▶ [Work required]: Render every line of the items below as a JSON list of strings, one string per line, leaving out blank lines.

=-=-=

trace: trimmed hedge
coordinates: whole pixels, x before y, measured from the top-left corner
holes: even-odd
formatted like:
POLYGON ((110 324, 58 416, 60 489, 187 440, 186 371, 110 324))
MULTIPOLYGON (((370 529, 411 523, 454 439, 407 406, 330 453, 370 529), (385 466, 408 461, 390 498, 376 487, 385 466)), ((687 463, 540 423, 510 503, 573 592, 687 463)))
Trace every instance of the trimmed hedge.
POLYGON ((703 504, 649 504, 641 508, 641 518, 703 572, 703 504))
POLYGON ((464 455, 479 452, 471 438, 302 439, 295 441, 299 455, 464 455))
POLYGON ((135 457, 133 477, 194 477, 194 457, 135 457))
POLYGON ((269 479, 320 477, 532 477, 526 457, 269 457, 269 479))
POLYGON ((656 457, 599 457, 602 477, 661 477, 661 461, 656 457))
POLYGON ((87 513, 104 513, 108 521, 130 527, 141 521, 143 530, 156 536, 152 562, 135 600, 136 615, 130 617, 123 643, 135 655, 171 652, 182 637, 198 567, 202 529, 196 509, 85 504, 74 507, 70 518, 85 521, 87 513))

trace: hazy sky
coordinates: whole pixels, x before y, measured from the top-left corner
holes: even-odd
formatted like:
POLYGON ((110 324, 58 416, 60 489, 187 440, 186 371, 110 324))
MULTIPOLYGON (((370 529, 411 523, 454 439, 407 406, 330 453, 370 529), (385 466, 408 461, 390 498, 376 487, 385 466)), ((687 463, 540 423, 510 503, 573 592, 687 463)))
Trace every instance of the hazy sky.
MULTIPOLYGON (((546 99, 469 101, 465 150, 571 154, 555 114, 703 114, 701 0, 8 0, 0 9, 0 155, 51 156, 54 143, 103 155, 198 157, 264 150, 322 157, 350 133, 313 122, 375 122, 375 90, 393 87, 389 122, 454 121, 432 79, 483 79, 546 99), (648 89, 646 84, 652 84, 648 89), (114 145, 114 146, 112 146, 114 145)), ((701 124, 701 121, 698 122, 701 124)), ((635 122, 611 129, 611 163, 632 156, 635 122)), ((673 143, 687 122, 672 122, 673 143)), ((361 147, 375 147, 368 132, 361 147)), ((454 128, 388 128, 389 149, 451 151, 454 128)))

=-=-=

▶ [Response below]:
[
  "trace: trimmed hedge",
  "coordinates: whole pixels, x before y, measured from the top-left corner",
  "holes: even-odd",
  "formatted like:",
  "POLYGON ((110 324, 58 416, 60 489, 187 440, 186 371, 110 324))",
  "MULTIPOLYGON (((370 529, 411 523, 454 439, 407 406, 330 453, 370 529), (385 466, 408 461, 390 498, 376 487, 385 466)), ((687 463, 540 423, 510 503, 573 592, 687 463)))",
  "Trace every instance of the trimmed hedge.",
  "POLYGON ((703 504, 649 504, 641 508, 641 518, 703 572, 703 504))",
  "POLYGON ((464 455, 479 452, 471 438, 302 439, 295 441, 299 455, 464 455))",
  "POLYGON ((135 457, 133 477, 194 477, 194 457, 135 457))",
  "POLYGON ((269 479, 320 477, 532 477, 526 457, 269 457, 269 479))",
  "POLYGON ((656 457, 599 457, 602 477, 661 477, 661 461, 656 457))",
  "POLYGON ((87 513, 104 513, 108 521, 130 527, 141 521, 143 530, 156 536, 152 562, 135 600, 136 615, 130 617, 123 643, 135 655, 171 652, 182 637, 198 567, 202 529, 196 509, 85 504, 74 507, 70 518, 85 521, 87 513))",
  "trace: hazy sky",
  "coordinates: whole pixels, x before y, measured from the top-left corner",
  "holes: even-odd",
  "formatted like:",
  "POLYGON ((110 324, 58 416, 60 489, 187 440, 186 371, 110 324))",
  "MULTIPOLYGON (((370 529, 411 523, 454 439, 407 406, 330 453, 370 529), (385 466, 408 461, 390 498, 376 487, 385 466)), ((687 463, 540 423, 510 503, 573 592, 687 463)))",
  "Trace every instance of the hazy sky.",
  "MULTIPOLYGON (((546 99, 469 101, 465 150, 571 154, 555 114, 703 114, 701 0, 8 0, 0 9, 0 155, 51 156, 54 143, 103 155, 198 157, 264 150, 322 157, 350 133, 313 122, 375 122, 375 90, 393 87, 389 122, 454 121, 432 79, 483 79, 546 99), (648 89, 646 84, 652 84, 648 89), (114 145, 114 146, 112 146, 114 145)), ((701 124, 701 121, 698 122, 701 124)), ((635 122, 611 129, 611 163, 632 156, 635 122)), ((673 143, 687 122, 672 122, 673 143)), ((361 147, 375 147, 368 132, 361 147)), ((454 128, 388 128, 389 149, 451 151, 454 128)))"
]